Document section -
** START **
At the very least, we'll be able to undercut cement decarbonized by post-combustion carbon capture by a long shot. So I'm very confident saying we'll be the cheapest low carbon cement, especially after we crunch the numbers with all the co-products that you mentioned. But at the kiloton scale, I think this is at the farmers market pricing. So the people who will be taking offtake from our cement, from that plant, they will realize that they're paying a higher price for something that's special, for something that comes with the added value of a lower profile of harm against the planet.
And the premium that they're paying is reinvested into our technology, into the people that are making this happen, and that it is very much catalyzing this technology that I believe will be obvious in retrospect in a post-carbon world.
David Roberts
Right. Well, they'll have warm feelings, but I think there are also — we'll talk about this in a second — but there are also some entities who are under sometimes self-imposed, sometimes legally imposed requirements to find low carbon cement. Some people are doing it because they need it, not just because they'll feel good about it. So, scale wise, the kiloton plant is roughly when?
Leah Ellis
So that depends on a lot of things, but we're ready to have that. We are on track to have that built and commissioned and operational by early 2026. But of course, that timeline requires everything to go perfectly. But we're all geared up for that.
David Roberts
And that will be a working, like, you'll be selling concrete. It'll be a full-size selling concrete plant. No longer just a test or a demonstration.
Leah Ellis
That's right. We'll be selling cement to concrete producers.
David Roberts
And then, assuming everything goes well. Of course, everything never goes well. Assuming everything goes well, you have your kiloton plant in early 2026, you're selling cement, it's working, your customers are happy, your financiers get more confident. They extend to you some low-cost capital for you to scale up. Then you build your megaton plant, everything goes well. When does that happen?
** END **
Record set -
** START **
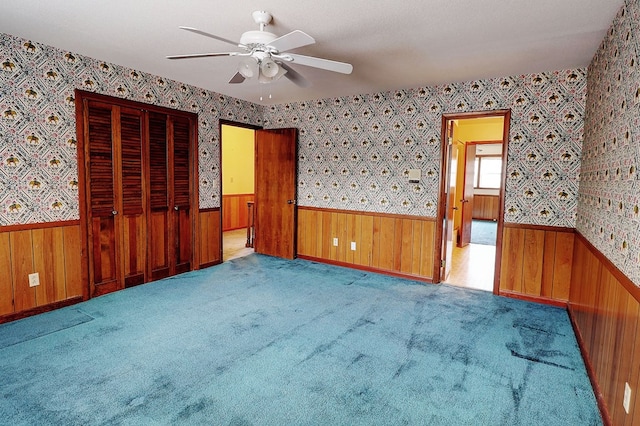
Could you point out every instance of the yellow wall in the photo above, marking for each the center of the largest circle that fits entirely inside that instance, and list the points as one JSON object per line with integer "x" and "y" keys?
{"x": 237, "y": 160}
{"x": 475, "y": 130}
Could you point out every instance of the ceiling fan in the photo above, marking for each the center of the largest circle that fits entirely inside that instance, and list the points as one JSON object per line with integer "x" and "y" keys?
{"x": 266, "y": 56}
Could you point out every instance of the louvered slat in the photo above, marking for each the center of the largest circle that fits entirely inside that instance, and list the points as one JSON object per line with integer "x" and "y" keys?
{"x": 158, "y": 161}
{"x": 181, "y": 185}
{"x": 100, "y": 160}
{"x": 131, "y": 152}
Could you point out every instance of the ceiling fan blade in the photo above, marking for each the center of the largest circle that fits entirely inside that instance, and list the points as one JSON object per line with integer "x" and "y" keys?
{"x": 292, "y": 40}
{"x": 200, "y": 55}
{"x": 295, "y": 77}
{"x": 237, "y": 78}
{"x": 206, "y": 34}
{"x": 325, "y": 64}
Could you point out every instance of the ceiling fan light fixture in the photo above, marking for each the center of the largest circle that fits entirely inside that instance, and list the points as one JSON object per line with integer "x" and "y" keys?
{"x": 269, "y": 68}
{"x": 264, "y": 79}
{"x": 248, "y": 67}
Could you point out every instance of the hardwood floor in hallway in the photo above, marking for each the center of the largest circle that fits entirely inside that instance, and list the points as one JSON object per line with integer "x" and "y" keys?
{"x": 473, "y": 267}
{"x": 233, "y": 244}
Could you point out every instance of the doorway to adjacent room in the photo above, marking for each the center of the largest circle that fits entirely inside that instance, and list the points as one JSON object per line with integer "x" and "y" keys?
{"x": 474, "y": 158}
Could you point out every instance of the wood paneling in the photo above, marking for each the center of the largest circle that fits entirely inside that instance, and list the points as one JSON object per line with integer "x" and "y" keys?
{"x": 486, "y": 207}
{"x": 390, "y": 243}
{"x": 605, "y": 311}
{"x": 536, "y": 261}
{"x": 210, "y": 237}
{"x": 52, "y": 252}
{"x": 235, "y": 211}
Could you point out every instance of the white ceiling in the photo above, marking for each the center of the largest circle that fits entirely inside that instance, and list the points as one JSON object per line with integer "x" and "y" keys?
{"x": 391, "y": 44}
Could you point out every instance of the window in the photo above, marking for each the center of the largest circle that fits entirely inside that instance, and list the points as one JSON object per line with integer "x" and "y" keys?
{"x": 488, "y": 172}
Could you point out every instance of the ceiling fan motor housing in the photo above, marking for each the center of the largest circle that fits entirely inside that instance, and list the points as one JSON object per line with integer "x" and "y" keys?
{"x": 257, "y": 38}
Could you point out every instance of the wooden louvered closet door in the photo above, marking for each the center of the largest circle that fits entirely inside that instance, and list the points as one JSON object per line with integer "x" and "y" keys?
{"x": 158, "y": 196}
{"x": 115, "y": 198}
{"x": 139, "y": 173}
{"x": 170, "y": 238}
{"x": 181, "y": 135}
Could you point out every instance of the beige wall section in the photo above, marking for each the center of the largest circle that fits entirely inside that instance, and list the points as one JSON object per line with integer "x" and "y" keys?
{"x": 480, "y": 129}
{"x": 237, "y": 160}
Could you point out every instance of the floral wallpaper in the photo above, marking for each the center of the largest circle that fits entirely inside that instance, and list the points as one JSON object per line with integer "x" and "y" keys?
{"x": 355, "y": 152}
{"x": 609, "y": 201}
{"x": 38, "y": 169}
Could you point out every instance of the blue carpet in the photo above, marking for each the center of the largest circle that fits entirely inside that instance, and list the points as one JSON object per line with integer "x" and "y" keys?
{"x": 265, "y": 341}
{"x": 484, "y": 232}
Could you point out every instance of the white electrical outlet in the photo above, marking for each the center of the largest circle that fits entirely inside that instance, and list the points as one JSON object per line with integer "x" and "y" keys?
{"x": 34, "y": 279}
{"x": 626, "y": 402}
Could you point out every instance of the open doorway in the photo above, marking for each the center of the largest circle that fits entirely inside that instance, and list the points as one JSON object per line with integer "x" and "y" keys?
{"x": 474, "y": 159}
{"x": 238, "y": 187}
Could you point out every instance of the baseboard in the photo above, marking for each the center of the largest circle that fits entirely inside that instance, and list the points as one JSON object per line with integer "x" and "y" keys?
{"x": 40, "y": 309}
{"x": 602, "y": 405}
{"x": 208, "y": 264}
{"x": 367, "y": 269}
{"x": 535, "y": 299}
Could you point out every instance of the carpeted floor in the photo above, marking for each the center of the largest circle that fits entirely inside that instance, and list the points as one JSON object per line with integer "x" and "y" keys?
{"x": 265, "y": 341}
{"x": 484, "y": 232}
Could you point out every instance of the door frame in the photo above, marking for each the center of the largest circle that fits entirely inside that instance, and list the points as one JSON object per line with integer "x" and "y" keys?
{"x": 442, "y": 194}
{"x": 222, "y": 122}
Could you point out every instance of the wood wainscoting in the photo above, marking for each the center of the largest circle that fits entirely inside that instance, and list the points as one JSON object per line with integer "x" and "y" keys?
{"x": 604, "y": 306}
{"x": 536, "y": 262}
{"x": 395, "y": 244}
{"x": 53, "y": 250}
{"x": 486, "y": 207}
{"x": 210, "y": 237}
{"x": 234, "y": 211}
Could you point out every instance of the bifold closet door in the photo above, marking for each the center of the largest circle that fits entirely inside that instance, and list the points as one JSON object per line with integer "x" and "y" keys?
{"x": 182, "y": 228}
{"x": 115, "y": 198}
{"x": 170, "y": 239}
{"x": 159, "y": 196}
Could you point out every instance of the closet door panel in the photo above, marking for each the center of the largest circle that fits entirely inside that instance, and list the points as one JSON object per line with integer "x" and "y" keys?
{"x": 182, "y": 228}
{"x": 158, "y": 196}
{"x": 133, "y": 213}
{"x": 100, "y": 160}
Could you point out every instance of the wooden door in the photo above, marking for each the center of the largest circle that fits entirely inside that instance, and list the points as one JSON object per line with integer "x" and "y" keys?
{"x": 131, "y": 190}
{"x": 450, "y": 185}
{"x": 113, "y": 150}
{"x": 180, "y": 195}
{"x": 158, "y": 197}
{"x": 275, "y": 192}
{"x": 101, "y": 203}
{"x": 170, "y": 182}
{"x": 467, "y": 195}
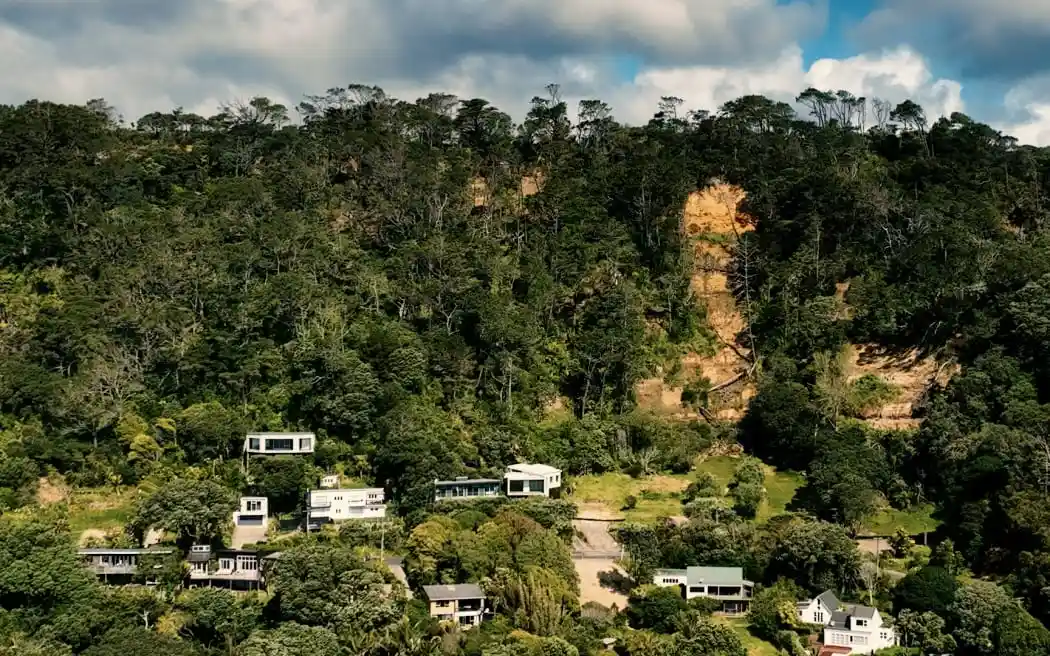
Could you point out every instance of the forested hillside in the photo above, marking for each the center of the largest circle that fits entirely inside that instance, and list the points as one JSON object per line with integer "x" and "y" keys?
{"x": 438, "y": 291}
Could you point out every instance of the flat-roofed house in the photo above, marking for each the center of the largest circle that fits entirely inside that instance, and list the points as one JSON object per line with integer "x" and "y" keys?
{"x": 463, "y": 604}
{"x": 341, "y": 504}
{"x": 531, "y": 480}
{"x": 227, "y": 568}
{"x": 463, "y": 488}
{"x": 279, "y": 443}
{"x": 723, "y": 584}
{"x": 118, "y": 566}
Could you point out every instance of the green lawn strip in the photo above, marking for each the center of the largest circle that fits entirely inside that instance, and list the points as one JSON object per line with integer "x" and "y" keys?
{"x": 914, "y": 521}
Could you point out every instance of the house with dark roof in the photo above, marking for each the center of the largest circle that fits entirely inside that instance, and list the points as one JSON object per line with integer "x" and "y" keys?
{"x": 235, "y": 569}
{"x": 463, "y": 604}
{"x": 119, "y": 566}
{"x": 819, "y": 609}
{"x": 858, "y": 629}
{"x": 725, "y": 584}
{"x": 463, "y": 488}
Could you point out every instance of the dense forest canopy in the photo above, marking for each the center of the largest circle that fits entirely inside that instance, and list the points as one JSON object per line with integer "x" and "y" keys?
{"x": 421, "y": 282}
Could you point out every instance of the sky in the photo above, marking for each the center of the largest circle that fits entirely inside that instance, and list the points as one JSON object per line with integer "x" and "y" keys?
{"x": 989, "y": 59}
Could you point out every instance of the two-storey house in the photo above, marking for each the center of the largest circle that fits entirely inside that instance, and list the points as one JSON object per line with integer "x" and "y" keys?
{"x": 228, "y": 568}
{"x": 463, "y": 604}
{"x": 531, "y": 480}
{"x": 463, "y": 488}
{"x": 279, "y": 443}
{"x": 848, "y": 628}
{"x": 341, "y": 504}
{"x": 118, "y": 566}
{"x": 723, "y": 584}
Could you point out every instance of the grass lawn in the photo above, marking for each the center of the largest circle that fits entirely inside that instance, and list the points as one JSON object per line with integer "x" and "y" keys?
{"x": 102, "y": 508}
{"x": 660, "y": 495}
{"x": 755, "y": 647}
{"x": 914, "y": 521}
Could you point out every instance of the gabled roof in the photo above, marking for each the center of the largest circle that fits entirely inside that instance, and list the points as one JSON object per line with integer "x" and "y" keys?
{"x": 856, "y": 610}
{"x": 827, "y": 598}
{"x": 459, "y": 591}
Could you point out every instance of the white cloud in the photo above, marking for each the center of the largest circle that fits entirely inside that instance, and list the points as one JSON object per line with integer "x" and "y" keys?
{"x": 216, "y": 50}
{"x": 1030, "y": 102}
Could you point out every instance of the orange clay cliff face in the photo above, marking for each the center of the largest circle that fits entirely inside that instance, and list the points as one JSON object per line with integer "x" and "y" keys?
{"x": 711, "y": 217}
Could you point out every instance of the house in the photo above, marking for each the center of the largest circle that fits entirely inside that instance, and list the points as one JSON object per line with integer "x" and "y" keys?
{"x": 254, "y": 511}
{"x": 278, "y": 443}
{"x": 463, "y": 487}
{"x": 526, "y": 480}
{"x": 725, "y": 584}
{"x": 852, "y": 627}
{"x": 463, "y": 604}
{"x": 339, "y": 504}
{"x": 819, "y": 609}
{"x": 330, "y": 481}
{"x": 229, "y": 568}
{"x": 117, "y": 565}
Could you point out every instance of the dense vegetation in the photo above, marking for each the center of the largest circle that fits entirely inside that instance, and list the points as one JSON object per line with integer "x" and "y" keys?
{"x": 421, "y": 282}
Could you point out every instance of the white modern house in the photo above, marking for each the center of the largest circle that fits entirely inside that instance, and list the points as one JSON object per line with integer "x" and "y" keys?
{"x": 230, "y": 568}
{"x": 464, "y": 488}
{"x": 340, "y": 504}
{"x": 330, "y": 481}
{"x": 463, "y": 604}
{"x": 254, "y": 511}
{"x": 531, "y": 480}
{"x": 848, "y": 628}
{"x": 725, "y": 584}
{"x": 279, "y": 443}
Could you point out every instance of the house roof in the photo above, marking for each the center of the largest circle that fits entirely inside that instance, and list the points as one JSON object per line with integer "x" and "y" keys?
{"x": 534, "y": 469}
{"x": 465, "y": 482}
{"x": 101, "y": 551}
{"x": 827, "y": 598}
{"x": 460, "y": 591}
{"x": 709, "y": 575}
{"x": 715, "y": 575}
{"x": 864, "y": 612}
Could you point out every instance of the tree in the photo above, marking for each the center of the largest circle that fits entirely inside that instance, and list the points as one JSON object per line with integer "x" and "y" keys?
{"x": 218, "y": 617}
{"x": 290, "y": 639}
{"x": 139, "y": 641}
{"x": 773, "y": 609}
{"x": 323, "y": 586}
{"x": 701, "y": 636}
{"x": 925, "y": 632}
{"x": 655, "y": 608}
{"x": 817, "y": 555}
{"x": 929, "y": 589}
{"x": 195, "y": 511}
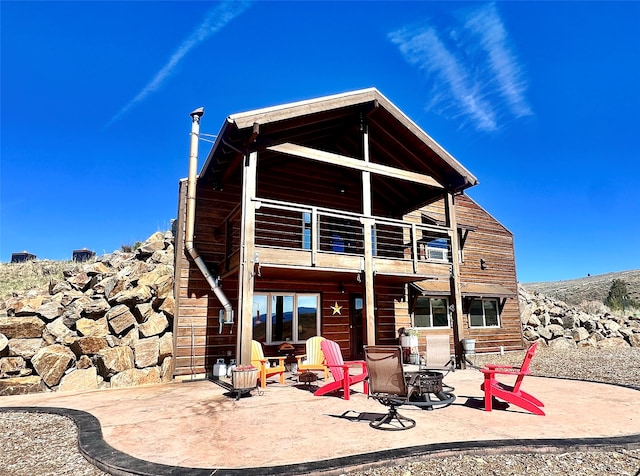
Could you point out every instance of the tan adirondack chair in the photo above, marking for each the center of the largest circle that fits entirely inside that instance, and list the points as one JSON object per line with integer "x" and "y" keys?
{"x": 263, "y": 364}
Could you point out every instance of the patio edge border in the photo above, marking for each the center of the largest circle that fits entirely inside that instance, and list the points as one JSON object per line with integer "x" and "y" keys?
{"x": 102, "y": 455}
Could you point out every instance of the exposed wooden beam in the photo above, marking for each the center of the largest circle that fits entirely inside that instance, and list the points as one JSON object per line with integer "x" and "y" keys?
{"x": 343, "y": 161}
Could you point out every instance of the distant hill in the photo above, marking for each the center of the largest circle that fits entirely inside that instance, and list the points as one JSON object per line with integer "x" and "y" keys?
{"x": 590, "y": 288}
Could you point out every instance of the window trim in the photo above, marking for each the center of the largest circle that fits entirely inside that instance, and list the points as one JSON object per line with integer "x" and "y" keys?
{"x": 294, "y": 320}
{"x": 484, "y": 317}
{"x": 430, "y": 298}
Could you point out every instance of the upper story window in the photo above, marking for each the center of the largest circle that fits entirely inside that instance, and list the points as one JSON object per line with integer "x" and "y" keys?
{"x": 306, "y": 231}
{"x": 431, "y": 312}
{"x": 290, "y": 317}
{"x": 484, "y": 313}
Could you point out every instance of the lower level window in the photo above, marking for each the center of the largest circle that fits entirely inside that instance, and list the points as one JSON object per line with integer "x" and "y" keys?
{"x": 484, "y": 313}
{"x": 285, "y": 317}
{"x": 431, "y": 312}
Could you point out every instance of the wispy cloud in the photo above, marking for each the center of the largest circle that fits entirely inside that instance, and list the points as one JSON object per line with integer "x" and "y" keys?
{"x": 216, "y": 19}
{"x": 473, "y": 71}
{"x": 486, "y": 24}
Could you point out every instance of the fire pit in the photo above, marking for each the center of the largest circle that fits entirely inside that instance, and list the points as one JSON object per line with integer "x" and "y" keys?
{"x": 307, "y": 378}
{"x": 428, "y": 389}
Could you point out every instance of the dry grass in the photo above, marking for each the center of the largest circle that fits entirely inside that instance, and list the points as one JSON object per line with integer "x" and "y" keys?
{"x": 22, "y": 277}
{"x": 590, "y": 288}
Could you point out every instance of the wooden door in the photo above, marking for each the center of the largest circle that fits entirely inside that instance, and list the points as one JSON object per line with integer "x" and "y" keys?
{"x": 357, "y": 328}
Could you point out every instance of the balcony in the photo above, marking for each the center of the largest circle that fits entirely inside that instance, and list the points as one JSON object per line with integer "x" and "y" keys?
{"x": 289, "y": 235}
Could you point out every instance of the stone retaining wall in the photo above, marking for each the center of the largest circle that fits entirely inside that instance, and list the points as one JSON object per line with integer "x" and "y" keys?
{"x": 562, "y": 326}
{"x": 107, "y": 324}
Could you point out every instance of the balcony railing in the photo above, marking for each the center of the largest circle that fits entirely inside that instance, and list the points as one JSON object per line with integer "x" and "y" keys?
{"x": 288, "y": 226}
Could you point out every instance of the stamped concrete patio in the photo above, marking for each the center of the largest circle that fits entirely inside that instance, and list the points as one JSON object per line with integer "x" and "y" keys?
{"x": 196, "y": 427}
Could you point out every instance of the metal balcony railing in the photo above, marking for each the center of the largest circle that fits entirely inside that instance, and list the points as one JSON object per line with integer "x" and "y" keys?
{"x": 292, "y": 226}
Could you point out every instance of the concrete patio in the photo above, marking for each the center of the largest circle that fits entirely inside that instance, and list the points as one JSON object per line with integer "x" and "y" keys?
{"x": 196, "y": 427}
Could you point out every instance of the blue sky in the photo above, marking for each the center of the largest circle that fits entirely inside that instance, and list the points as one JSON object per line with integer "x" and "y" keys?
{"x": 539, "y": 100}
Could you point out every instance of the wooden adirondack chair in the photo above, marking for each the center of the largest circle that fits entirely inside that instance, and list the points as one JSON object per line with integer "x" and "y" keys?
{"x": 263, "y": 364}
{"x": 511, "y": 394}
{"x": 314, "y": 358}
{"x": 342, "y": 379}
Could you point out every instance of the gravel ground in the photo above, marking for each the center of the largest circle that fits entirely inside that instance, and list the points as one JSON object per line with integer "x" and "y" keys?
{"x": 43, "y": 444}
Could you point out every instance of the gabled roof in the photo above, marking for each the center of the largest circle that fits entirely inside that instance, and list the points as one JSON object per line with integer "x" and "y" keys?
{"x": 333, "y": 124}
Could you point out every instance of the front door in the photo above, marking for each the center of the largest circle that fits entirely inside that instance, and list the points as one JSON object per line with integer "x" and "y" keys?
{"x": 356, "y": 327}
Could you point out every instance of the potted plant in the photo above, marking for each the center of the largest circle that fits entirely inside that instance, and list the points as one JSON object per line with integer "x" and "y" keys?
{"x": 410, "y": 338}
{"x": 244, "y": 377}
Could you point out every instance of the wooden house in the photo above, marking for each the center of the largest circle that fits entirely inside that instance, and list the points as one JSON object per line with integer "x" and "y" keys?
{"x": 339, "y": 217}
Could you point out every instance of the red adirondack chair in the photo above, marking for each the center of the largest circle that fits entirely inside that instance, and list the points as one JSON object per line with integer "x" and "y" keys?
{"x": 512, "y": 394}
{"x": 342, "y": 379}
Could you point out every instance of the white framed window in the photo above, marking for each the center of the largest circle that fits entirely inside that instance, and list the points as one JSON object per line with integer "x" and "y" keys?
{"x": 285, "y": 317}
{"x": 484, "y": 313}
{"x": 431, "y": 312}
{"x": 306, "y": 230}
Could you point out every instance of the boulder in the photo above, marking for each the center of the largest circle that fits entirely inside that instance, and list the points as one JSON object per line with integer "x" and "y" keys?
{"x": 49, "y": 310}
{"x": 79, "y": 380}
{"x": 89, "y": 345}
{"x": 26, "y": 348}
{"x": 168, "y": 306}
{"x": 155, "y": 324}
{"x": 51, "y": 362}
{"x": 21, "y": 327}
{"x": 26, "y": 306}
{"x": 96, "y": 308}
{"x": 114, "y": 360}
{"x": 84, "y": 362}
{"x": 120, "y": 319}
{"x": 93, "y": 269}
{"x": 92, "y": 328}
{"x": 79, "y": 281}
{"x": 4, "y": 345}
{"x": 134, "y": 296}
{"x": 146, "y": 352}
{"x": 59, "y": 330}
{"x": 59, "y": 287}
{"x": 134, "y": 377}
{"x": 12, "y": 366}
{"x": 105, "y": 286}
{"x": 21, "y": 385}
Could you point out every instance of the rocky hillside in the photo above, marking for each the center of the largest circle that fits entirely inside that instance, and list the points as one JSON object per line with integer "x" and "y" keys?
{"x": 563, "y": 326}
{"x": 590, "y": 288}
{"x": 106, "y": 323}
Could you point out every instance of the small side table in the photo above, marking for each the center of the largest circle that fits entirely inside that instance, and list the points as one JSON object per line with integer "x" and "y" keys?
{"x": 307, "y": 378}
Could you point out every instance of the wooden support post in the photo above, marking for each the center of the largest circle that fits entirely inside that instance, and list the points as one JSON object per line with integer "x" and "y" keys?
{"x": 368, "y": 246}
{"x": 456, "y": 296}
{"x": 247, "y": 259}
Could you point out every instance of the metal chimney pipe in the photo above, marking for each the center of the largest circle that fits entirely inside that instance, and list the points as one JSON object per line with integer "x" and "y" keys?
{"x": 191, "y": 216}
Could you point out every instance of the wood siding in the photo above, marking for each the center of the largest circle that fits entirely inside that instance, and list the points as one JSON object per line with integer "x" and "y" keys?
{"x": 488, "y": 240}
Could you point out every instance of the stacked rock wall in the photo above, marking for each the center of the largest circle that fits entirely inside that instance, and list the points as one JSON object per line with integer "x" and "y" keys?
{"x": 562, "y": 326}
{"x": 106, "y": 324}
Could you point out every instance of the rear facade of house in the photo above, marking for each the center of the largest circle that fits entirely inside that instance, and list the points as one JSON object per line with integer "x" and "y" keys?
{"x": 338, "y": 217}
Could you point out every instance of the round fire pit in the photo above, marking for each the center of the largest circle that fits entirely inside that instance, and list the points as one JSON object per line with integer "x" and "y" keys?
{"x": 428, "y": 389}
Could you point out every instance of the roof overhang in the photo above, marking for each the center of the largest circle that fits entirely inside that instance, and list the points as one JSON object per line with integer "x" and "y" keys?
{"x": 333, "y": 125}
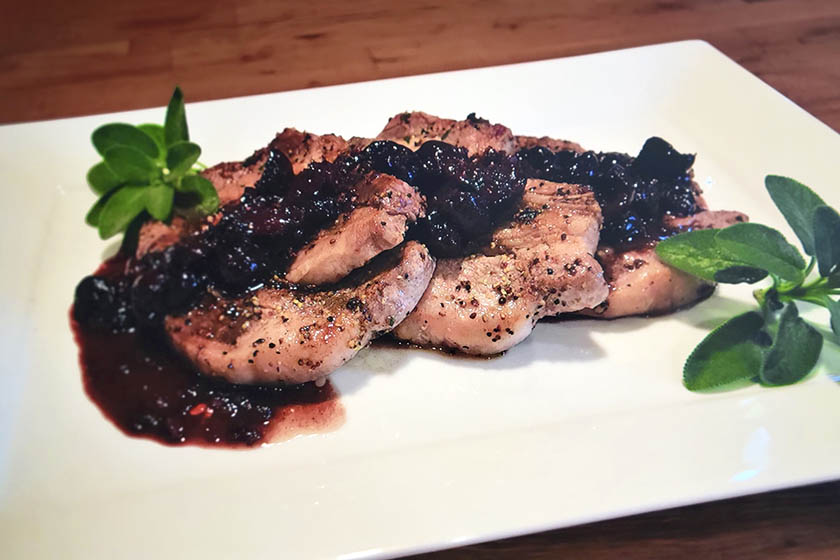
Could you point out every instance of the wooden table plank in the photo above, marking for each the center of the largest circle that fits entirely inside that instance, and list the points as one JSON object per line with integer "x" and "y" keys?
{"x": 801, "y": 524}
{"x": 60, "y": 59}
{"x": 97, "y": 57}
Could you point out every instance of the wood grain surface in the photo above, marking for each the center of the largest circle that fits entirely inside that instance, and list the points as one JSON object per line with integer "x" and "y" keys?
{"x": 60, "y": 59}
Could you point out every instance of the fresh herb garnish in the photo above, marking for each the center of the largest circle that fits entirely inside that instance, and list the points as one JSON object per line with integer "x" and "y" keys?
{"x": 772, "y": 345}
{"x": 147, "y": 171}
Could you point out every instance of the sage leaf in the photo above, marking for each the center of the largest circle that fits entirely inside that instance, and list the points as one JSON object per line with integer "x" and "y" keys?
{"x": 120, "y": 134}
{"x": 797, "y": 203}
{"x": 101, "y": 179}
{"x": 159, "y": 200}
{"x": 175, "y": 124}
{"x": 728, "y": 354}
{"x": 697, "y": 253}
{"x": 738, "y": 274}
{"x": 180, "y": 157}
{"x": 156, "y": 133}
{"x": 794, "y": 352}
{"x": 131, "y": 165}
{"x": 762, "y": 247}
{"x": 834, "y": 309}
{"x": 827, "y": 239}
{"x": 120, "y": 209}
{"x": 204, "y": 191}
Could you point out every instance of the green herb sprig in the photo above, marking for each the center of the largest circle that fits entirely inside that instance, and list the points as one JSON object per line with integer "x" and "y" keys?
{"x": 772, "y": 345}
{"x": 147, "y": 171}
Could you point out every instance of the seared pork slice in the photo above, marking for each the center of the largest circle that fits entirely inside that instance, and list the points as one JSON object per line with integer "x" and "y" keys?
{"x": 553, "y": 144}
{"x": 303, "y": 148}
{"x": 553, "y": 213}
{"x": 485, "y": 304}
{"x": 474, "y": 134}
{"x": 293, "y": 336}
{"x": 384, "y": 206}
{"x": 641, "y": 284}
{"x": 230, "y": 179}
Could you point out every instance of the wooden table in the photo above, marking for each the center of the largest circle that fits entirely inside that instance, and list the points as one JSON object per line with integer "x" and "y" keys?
** END **
Problem details -
Please continue the interview about low carbon cement from the point where it stops. The data is not needed.

The reply -
Leah Ellis
That could be as soon as 2028. Again, these are very aggressive timelines, and this assumes everything goes well. But once that kiloton plant is built and validated, assuming we have sites ready to go, those megaton plants could be built as quickly as within two years.
David Roberts
And then a megaton plant produces how much?
Leah Ellis
A million tons a year.
David Roberts
A million tons a year. And so to replace any meaningful amount of cement supply, you would need a bunch —
Leah Ellis
Hundreds of them.
David Roberts
Hundreds of those eventually. Have you thought about, I mean, you're selling cement. Have you thought about licensing the process and just having other people work on joining you and trying to scale up?
Leah Ellis
We do all the time. So, like I said before, we're capitalists around here, as you know. So I hope we'll make a healthy profit for the investments. But the goal is to have a swift and massive impact on global CO2 emissions as quickly and as bigly as possible. And I hope we'll make money along the way, and I expect we will, because that's how value is measured. But really, it's all about speed and scale, because we could do this ourselves. But really, I'll just be honest here, we're nerds. What gets us fired up is this technology and the product that we're making.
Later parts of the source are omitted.